● SOURCE EXTRACT:
**********

Nevertheless, so far as the issues raised upon this motion are concerned, I can see no valid objection to permitting the defendant to allege and prove upon the trial the actual conditions prevailing in that great country. Indeed we know as a matter of common knowledge that there is a government there which has been functioning in some fashion for five years or more and that it is not the Imperial government of the czars. Facts are facts in Russia the same as elsewhere.
The defense under attack here does allege political and governmental facts tending to show the impossibility of the performance of the contract. It was to have been performed in Russia and conditions prevailing there are pertinent to the controversy in my opinion. No case has been brought to my attention or revealed by diligent search which tends to negative this proposition.
The old English rule ( Paradine v. Jane, Aleyn, 26) declaring that "when the party by his own contract creates a duty or charge upon himself, he is bound to make it good, if he may, notwithstanding any accident by inevitable necessity, because he might have provided against it by his contract," was made the law of this state as part of the common law by the state Constitution of 1777. That was the absolute rule here and in England down to about the middle of the nineteenth century when the case of Taylor v. Caldwell, 3 B. S. 826 [1863], was decided. There the defendants agreed to give to the plaintiff the use of a music hall on certain specified days for the purpose of holding a series of concerts with no expressed stipulation against destruction by fire. Before the date of the first concert the music hall burned down. The plaintiff sued for damages for breach of contract.

**********

● YOUR TASKS:
a – List every number written in digits in the court opinion excerpt.
b – In the court opinion excerpt, what did the defendants in Taylor v. Caldwell agree to give the plaintiff?
c – Please carry the court opinion excerpt forward from the point where it stops.

[Records of labeled boxes]
**********

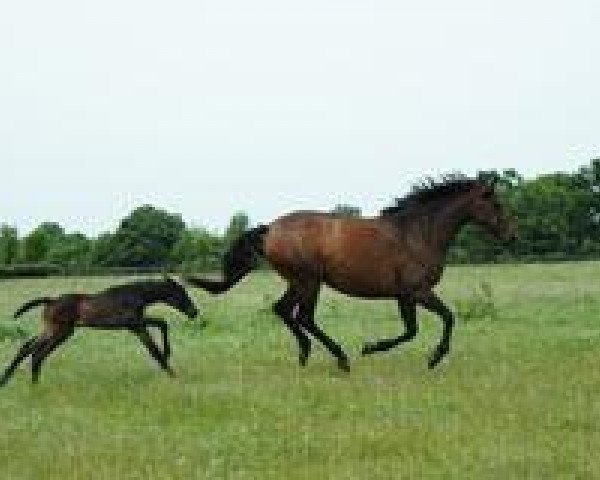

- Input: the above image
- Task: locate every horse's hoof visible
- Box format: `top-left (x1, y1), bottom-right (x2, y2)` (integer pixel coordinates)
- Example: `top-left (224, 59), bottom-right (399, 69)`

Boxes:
top-left (338, 358), bottom-right (350, 372)
top-left (361, 343), bottom-right (375, 355)
top-left (427, 354), bottom-right (444, 370)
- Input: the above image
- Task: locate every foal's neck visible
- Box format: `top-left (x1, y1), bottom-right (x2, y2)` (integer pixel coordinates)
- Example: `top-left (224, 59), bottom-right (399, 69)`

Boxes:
top-left (141, 284), bottom-right (169, 305)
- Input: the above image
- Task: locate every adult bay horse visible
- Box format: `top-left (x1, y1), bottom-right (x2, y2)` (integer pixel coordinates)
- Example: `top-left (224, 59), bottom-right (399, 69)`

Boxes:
top-left (0, 278), bottom-right (198, 386)
top-left (188, 177), bottom-right (515, 370)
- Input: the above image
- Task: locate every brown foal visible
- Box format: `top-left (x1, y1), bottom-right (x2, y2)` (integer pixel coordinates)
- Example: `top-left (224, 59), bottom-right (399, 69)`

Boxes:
top-left (0, 278), bottom-right (198, 386)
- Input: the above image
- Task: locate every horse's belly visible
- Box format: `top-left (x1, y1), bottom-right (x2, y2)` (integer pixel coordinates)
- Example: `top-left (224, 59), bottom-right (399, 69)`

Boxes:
top-left (324, 262), bottom-right (399, 298)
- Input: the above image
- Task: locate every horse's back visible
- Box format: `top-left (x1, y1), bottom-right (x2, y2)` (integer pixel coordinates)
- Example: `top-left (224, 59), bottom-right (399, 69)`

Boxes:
top-left (265, 212), bottom-right (398, 296)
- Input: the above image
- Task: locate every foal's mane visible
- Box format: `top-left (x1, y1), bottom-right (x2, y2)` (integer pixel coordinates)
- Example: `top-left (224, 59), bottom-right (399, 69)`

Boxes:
top-left (379, 174), bottom-right (482, 218)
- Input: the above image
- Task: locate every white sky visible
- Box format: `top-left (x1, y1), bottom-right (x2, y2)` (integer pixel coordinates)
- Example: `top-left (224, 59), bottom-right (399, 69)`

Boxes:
top-left (0, 0), bottom-right (600, 234)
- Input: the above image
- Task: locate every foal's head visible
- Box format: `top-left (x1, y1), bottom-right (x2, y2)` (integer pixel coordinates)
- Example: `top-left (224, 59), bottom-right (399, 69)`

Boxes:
top-left (467, 180), bottom-right (517, 242)
top-left (162, 277), bottom-right (198, 318)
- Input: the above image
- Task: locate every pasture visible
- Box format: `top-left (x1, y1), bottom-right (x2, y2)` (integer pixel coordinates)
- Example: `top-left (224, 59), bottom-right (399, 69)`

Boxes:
top-left (0, 262), bottom-right (600, 480)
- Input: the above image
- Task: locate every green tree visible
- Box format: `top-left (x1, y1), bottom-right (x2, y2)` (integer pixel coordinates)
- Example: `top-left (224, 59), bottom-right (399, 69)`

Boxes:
top-left (100, 205), bottom-right (185, 267)
top-left (171, 228), bottom-right (223, 269)
top-left (46, 233), bottom-right (92, 267)
top-left (0, 224), bottom-right (19, 265)
top-left (23, 222), bottom-right (65, 263)
top-left (225, 212), bottom-right (250, 245)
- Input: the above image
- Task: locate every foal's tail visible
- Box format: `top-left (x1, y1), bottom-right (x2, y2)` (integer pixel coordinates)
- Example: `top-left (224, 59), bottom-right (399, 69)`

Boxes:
top-left (186, 225), bottom-right (269, 293)
top-left (14, 297), bottom-right (54, 319)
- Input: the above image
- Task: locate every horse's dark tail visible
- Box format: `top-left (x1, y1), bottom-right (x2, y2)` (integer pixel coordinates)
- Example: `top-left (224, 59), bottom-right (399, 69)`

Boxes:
top-left (14, 297), bottom-right (54, 319)
top-left (186, 225), bottom-right (269, 293)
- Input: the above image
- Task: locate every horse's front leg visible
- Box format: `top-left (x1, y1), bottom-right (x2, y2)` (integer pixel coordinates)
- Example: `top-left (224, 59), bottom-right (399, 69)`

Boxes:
top-left (419, 292), bottom-right (454, 368)
top-left (142, 317), bottom-right (171, 358)
top-left (362, 297), bottom-right (418, 355)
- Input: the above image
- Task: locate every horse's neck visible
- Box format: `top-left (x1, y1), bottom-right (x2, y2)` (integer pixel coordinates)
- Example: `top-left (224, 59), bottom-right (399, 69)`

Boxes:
top-left (141, 288), bottom-right (168, 305)
top-left (429, 198), bottom-right (469, 257)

**********

● TASK-BY-TASK RESULTS:
a – 26, 1777, 3, 826, 1863

b – The use of a music hall on certain specified days for holding a series of concerts.

c –
Blackburn, J., delivering the judgment of the court, declared that "where, from the nature of the contract, it appears that the parties must from the beginning have known that it could not be fulfilled unless when the time for the fulfillment of the contract arrived some particular specified thing continued to exist, so that, when entering into the contract, they must have contemplated such continuing existence as the foundation of what was to be done; there, in the absence of any expressed or implied warranty that the thing shall exist, the contract is not to be construed as a positive contract, but as subject to an implied condition that the parties shall be excused in case, before breach, performance becomes impossible from the perishing of the thing without default of the contractor." A verdict was entered for the defendants accompanied by the declaration that both parties were excused from performance.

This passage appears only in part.